Provided material: Begin

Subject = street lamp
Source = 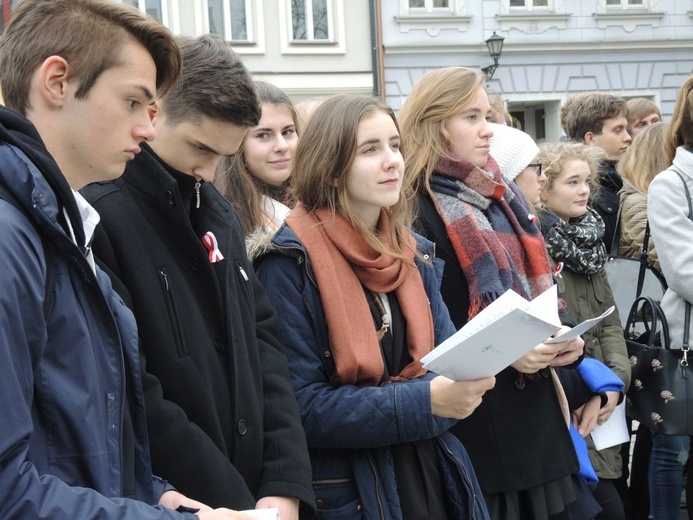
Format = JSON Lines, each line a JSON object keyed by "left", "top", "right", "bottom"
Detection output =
{"left": 481, "top": 31, "right": 505, "bottom": 80}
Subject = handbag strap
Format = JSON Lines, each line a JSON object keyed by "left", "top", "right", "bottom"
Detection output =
{"left": 609, "top": 205, "right": 622, "bottom": 256}
{"left": 673, "top": 170, "right": 692, "bottom": 365}
{"left": 635, "top": 221, "right": 652, "bottom": 298}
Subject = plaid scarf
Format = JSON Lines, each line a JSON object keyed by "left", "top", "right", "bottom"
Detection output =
{"left": 540, "top": 206, "right": 607, "bottom": 275}
{"left": 430, "top": 156, "right": 553, "bottom": 318}
{"left": 286, "top": 205, "right": 435, "bottom": 388}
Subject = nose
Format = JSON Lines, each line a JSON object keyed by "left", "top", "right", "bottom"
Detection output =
{"left": 480, "top": 119, "right": 494, "bottom": 139}
{"left": 192, "top": 156, "right": 223, "bottom": 182}
{"left": 384, "top": 147, "right": 403, "bottom": 170}
{"left": 274, "top": 134, "right": 289, "bottom": 152}
{"left": 134, "top": 114, "right": 156, "bottom": 143}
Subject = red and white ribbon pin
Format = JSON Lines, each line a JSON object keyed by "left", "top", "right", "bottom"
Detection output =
{"left": 202, "top": 232, "right": 224, "bottom": 263}
{"left": 552, "top": 261, "right": 564, "bottom": 279}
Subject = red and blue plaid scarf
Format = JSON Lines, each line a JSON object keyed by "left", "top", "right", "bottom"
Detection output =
{"left": 431, "top": 155, "right": 553, "bottom": 318}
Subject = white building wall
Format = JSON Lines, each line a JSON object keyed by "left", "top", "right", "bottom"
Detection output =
{"left": 126, "top": 0, "right": 375, "bottom": 102}
{"left": 382, "top": 0, "right": 693, "bottom": 141}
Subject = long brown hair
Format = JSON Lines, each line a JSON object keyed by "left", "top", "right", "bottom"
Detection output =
{"left": 617, "top": 123, "right": 669, "bottom": 193}
{"left": 291, "top": 94, "right": 415, "bottom": 262}
{"left": 398, "top": 67, "right": 487, "bottom": 198}
{"left": 215, "top": 81, "right": 297, "bottom": 234}
{"left": 665, "top": 75, "right": 693, "bottom": 164}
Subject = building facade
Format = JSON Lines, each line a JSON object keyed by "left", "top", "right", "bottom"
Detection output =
{"left": 382, "top": 0, "right": 693, "bottom": 141}
{"left": 122, "top": 0, "right": 375, "bottom": 102}
{"left": 0, "top": 0, "right": 375, "bottom": 104}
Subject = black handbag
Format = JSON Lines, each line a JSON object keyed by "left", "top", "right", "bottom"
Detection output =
{"left": 624, "top": 171, "right": 693, "bottom": 435}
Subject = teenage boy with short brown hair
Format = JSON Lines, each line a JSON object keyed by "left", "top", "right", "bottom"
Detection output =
{"left": 82, "top": 34, "right": 314, "bottom": 520}
{"left": 560, "top": 91, "right": 631, "bottom": 248}
{"left": 0, "top": 1, "right": 244, "bottom": 518}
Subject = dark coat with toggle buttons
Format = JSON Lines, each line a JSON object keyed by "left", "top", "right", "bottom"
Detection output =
{"left": 82, "top": 144, "right": 315, "bottom": 516}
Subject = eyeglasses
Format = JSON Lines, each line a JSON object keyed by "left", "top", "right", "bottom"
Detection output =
{"left": 527, "top": 163, "right": 543, "bottom": 177}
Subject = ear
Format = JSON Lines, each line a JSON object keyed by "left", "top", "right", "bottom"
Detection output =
{"left": 584, "top": 131, "right": 595, "bottom": 145}
{"left": 36, "top": 56, "right": 71, "bottom": 108}
{"left": 147, "top": 100, "right": 159, "bottom": 122}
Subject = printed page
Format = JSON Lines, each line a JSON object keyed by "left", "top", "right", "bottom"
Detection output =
{"left": 524, "top": 284, "right": 561, "bottom": 327}
{"left": 544, "top": 306, "right": 615, "bottom": 344}
{"left": 426, "top": 288, "right": 532, "bottom": 360}
{"left": 590, "top": 402, "right": 630, "bottom": 451}
{"left": 421, "top": 286, "right": 561, "bottom": 380}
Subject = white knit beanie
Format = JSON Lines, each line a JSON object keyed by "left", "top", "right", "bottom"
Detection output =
{"left": 488, "top": 123, "right": 540, "bottom": 183}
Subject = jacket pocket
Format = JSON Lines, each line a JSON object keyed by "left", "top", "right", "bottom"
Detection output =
{"left": 157, "top": 267, "right": 188, "bottom": 358}
{"left": 313, "top": 479, "right": 363, "bottom": 520}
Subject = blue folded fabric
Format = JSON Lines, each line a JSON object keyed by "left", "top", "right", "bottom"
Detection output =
{"left": 576, "top": 357, "right": 625, "bottom": 394}
{"left": 571, "top": 358, "right": 625, "bottom": 484}
{"left": 570, "top": 422, "right": 599, "bottom": 484}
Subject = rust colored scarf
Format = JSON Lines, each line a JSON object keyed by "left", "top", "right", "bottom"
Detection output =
{"left": 286, "top": 205, "right": 435, "bottom": 388}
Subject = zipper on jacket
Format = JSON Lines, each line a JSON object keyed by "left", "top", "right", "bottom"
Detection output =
{"left": 194, "top": 181, "right": 201, "bottom": 209}
{"left": 158, "top": 268, "right": 188, "bottom": 358}
{"left": 439, "top": 437, "right": 478, "bottom": 520}
{"left": 366, "top": 451, "right": 386, "bottom": 520}
{"left": 271, "top": 243, "right": 318, "bottom": 288}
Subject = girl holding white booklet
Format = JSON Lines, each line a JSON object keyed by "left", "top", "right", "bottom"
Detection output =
{"left": 400, "top": 66, "right": 595, "bottom": 520}
{"left": 256, "top": 95, "right": 494, "bottom": 519}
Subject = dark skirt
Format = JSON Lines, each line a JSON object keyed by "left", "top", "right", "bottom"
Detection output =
{"left": 484, "top": 474, "right": 601, "bottom": 520}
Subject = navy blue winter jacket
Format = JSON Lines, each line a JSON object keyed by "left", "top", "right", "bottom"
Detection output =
{"left": 256, "top": 224, "right": 489, "bottom": 520}
{"left": 0, "top": 107, "right": 189, "bottom": 519}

Provided material: End

_Problem description_: Transcribe the listing above in full. Pictures are not part of the copy.

_Output for this task_:
Subject = street lamp
Source = 
Format = JSON Lines, each line a JSON object keyed by "left", "top", "right", "bottom"
Detection output =
{"left": 481, "top": 31, "right": 505, "bottom": 80}
Subject = handbag strap
Format = JSON Lines, each line a JSON object keyed by "left", "top", "right", "bottom"
Detection output =
{"left": 609, "top": 205, "right": 622, "bottom": 256}
{"left": 673, "top": 170, "right": 692, "bottom": 365}
{"left": 635, "top": 221, "right": 652, "bottom": 298}
Subject = plaid scarf
Format = JSON Lines, each line a JSON object keyed by "left", "top", "right", "bottom"
Detection output =
{"left": 540, "top": 206, "right": 607, "bottom": 275}
{"left": 430, "top": 156, "right": 553, "bottom": 318}
{"left": 286, "top": 205, "right": 435, "bottom": 388}
Subject = nose
Format = JSON Lines, each line a JSON object keyed by "left", "top", "right", "bottom"
Detection output =
{"left": 480, "top": 119, "right": 494, "bottom": 139}
{"left": 192, "top": 156, "right": 223, "bottom": 182}
{"left": 384, "top": 147, "right": 403, "bottom": 170}
{"left": 274, "top": 134, "right": 289, "bottom": 152}
{"left": 134, "top": 114, "right": 156, "bottom": 143}
Subject = red and white ribbon pin
Format = JSON Lines, each line a JSON object keyed by "left", "top", "right", "bottom"
Detection output =
{"left": 202, "top": 232, "right": 224, "bottom": 263}
{"left": 552, "top": 261, "right": 564, "bottom": 279}
Subject = red and blue plaid scarf
Format = JSON Lines, each line a JSON object keyed by "left", "top", "right", "bottom"
Detection output =
{"left": 431, "top": 155, "right": 553, "bottom": 318}
Subject = white building wall
Format = JSON Lines, each line a JSON object keyed by "left", "top", "right", "bottom"
Detection output =
{"left": 126, "top": 0, "right": 375, "bottom": 102}
{"left": 382, "top": 0, "right": 693, "bottom": 141}
Subject = long brown hair
Format = JSON Lines, each line a JSON object keyed by "left", "top", "right", "bottom"
Detection output =
{"left": 617, "top": 123, "right": 669, "bottom": 193}
{"left": 291, "top": 94, "right": 415, "bottom": 262}
{"left": 398, "top": 67, "right": 487, "bottom": 198}
{"left": 215, "top": 81, "right": 297, "bottom": 234}
{"left": 665, "top": 75, "right": 693, "bottom": 164}
Subject = building facade
Format = JSON Lines, each line a JSON object keyed by "left", "top", "right", "bottom"
Detection output =
{"left": 382, "top": 0, "right": 693, "bottom": 141}
{"left": 122, "top": 0, "right": 375, "bottom": 102}
{"left": 0, "top": 0, "right": 375, "bottom": 104}
Subject = black handbag
Format = JSON Lines, each line a JSON object keyed by "left", "top", "right", "bottom"
Detection output =
{"left": 624, "top": 171, "right": 693, "bottom": 435}
Subject = teenage boy with short brown hair
Format = JSON Lines, each line a JSON object keyed by "left", "top", "right", "bottom"
Detection output =
{"left": 82, "top": 34, "right": 314, "bottom": 520}
{"left": 560, "top": 91, "right": 631, "bottom": 248}
{"left": 0, "top": 1, "right": 244, "bottom": 518}
Subject = dark coat with toggle buttons
Format = JSON Lines, each line a JSON object keyed by "left", "top", "right", "bottom"
Detection output =
{"left": 82, "top": 144, "right": 315, "bottom": 516}
Subject = eyeglasses
Format = JSON Lines, each line a JSON object keyed by "left", "top", "right", "bottom"
Detection output =
{"left": 527, "top": 163, "right": 543, "bottom": 177}
Subject = ear
Format = JSON Lines, each line a JSON object keyed by "left", "top", "right", "bottom"
Detection output =
{"left": 584, "top": 131, "right": 595, "bottom": 145}
{"left": 36, "top": 56, "right": 71, "bottom": 108}
{"left": 147, "top": 100, "right": 159, "bottom": 122}
Subject = printed page
Format = JSON Lines, each line a JSON object keyed by "left", "top", "right", "bottom"
Detection output =
{"left": 524, "top": 284, "right": 561, "bottom": 327}
{"left": 544, "top": 306, "right": 615, "bottom": 344}
{"left": 426, "top": 288, "right": 532, "bottom": 360}
{"left": 590, "top": 402, "right": 630, "bottom": 451}
{"left": 421, "top": 286, "right": 561, "bottom": 380}
Subject = white knit beanie
Format = JSON Lines, each line a JSON object keyed by "left", "top", "right", "bottom"
Detection output =
{"left": 488, "top": 123, "right": 540, "bottom": 183}
Subject = jacket pocket
Format = JSON Lines, each line a JSON object keyed by "left", "top", "right", "bottom"
Detection output =
{"left": 157, "top": 267, "right": 188, "bottom": 358}
{"left": 313, "top": 479, "right": 363, "bottom": 520}
Subject = blue folded fabric
Format = JSON Lines, each line a JSON object keyed by "left", "top", "right", "bottom"
Detection output =
{"left": 576, "top": 357, "right": 625, "bottom": 394}
{"left": 571, "top": 358, "right": 625, "bottom": 484}
{"left": 570, "top": 422, "right": 599, "bottom": 484}
Subject = rust colored scarf
Format = JSON Lines, each line a JSON object keyed by "left", "top", "right", "bottom"
Detection output =
{"left": 286, "top": 205, "right": 435, "bottom": 388}
Subject = zipper on jacket
Format = JSON Lines, each line a JSON object keyed by "left", "top", "right", "bottom"
Detection output =
{"left": 194, "top": 181, "right": 201, "bottom": 209}
{"left": 158, "top": 268, "right": 188, "bottom": 358}
{"left": 439, "top": 437, "right": 478, "bottom": 520}
{"left": 366, "top": 451, "right": 386, "bottom": 520}
{"left": 271, "top": 243, "right": 318, "bottom": 288}
Subject = girl holding white booklet
Format = JSON Lines, each line a JSON object keyed by "left", "top", "right", "bottom"
Detection output =
{"left": 400, "top": 66, "right": 595, "bottom": 520}
{"left": 256, "top": 95, "right": 494, "bottom": 519}
Subject = dark skirt
Format = JSON Lines, each line a JSON object keyed by "left", "top", "right", "bottom"
Detection output =
{"left": 484, "top": 474, "right": 601, "bottom": 520}
Subject = navy blue winter jacket
Format = JSON Lines, each line a JSON object keyed by "left", "top", "right", "bottom"
Detection output =
{"left": 256, "top": 224, "right": 489, "bottom": 520}
{"left": 0, "top": 107, "right": 189, "bottom": 519}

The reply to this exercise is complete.